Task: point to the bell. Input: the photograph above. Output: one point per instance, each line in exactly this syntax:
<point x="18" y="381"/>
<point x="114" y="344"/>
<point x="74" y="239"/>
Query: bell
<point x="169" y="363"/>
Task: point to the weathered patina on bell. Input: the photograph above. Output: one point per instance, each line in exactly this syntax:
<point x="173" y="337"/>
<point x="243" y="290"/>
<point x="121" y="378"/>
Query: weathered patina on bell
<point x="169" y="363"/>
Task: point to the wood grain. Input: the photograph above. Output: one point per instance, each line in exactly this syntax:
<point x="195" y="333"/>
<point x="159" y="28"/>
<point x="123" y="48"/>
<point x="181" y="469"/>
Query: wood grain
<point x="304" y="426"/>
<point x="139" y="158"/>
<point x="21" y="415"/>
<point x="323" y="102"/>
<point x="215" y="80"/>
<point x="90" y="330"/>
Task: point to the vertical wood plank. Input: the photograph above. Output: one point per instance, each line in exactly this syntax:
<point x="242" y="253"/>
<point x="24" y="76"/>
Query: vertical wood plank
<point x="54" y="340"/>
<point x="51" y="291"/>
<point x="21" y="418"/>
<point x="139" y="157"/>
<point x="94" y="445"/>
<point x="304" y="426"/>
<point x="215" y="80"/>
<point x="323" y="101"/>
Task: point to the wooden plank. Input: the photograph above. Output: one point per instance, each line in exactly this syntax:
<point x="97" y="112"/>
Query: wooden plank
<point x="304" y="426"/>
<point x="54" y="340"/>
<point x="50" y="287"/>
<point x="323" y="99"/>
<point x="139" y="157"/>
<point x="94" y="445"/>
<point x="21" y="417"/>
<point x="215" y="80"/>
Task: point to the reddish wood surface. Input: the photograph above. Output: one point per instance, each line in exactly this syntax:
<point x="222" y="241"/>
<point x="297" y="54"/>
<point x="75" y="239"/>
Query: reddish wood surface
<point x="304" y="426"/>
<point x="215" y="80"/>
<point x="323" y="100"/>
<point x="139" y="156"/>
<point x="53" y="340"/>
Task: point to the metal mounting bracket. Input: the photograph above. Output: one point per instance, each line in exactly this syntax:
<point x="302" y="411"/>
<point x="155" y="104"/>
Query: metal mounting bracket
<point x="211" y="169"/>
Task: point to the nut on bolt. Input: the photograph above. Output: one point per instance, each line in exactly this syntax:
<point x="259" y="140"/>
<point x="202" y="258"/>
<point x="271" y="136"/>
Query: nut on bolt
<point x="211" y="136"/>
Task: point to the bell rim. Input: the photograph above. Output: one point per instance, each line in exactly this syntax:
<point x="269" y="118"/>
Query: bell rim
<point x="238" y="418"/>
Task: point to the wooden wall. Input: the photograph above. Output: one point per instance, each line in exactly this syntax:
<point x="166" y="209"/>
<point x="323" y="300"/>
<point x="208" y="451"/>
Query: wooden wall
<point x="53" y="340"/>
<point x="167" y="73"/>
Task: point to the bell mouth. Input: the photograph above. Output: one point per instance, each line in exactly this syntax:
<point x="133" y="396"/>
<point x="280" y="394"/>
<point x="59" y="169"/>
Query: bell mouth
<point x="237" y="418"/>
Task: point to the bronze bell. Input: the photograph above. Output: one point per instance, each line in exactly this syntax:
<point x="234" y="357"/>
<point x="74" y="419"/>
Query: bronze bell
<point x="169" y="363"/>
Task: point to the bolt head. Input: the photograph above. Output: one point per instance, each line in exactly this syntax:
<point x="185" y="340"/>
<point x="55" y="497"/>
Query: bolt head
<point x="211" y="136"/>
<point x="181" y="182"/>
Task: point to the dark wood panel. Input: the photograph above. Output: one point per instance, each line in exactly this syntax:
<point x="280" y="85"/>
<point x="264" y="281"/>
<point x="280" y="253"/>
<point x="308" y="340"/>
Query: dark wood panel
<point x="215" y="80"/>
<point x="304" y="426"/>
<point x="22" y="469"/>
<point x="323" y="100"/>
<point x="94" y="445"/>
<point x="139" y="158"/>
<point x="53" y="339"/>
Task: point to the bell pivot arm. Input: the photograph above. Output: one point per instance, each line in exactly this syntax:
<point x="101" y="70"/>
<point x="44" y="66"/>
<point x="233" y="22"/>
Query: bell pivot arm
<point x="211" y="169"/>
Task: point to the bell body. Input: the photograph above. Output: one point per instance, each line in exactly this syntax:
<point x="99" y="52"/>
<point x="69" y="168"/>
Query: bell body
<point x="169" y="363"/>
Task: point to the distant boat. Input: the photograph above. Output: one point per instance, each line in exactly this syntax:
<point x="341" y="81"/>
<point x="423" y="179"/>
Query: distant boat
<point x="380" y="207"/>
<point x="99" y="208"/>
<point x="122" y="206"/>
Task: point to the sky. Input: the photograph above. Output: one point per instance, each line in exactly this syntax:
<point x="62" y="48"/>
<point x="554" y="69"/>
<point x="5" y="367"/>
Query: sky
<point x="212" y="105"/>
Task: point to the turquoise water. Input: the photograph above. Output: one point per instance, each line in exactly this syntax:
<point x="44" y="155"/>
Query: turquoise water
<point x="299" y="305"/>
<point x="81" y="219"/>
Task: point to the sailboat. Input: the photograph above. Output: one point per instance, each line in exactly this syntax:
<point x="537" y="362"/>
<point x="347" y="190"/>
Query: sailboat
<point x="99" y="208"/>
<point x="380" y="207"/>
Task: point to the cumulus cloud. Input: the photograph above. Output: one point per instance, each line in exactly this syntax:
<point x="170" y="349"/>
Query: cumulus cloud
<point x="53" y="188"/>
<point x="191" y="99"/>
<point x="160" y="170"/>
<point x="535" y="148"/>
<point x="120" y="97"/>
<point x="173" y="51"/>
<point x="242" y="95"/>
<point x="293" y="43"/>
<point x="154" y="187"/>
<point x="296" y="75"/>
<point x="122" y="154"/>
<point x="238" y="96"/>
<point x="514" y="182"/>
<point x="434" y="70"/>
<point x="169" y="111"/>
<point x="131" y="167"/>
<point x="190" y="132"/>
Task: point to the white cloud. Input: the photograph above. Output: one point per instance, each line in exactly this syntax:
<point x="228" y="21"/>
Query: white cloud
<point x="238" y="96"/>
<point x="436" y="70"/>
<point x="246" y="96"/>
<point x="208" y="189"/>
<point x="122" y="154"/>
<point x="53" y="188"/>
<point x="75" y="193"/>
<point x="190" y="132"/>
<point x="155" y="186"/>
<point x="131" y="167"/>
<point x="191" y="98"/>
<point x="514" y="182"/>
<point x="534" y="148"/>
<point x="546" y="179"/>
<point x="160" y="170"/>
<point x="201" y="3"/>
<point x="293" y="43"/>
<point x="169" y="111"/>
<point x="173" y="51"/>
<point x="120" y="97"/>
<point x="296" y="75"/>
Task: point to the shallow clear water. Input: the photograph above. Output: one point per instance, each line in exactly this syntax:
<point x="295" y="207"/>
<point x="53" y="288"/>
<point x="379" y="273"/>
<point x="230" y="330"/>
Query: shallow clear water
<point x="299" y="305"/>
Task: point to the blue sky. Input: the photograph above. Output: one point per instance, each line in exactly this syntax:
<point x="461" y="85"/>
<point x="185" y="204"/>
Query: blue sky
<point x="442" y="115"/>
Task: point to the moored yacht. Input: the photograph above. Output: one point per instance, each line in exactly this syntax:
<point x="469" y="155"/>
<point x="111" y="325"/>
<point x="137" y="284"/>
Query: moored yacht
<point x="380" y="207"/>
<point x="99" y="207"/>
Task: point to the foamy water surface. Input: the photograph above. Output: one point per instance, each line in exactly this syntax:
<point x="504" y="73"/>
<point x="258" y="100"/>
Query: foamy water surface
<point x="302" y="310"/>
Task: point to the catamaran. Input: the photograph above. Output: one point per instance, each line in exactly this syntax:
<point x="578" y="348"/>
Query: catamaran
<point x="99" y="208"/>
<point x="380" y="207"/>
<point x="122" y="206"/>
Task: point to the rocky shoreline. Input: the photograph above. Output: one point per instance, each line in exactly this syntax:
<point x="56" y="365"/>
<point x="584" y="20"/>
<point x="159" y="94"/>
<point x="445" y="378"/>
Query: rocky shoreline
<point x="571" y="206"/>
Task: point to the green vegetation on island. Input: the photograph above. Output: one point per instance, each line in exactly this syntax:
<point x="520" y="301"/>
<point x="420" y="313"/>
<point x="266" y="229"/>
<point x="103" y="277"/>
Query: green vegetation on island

==========

Repeat, without change, each line of the data above from the one that contains "Task: point to the blue" through the final line, counting both.

Output below =
Task: point to the blue sky. Input: the photograph above. Output: one point per instance, each line in exactly this syntax:
<point x="461" y="85"/>
<point x="185" y="204"/>
Query: blue sky
<point x="442" y="115"/>
Task: point to the moored yacht. Input: the photograph above. Output: one point per instance, each line in exactly this syntax:
<point x="469" y="155"/>
<point x="111" y="325"/>
<point x="137" y="284"/>
Query: moored yacht
<point x="380" y="207"/>
<point x="99" y="207"/>
Task: point to the foamy water surface. Input: the photograph above. Output: one point per instance, each line in exactly this syntax:
<point x="504" y="73"/>
<point x="258" y="100"/>
Query: foamy water surface
<point x="302" y="310"/>
Task: point to the catamaran. Input: the photograph above. Output: one point per instance, each line in exactly this syntax:
<point x="578" y="348"/>
Query: catamaran
<point x="99" y="208"/>
<point x="380" y="207"/>
<point x="122" y="206"/>
Task: point to the rocky shoreline. Input: the photograph above. Output: one point per instance, each line in exactly this syntax:
<point x="56" y="365"/>
<point x="584" y="20"/>
<point x="159" y="94"/>
<point x="445" y="378"/>
Query: rocky shoreline
<point x="571" y="206"/>
Task: point to the green vegetation on island. Input: the photograph above. Output: one point per instance, each line in exactly this syntax:
<point x="520" y="301"/>
<point x="420" y="313"/>
<point x="266" y="229"/>
<point x="103" y="277"/>
Query: green vegetation on island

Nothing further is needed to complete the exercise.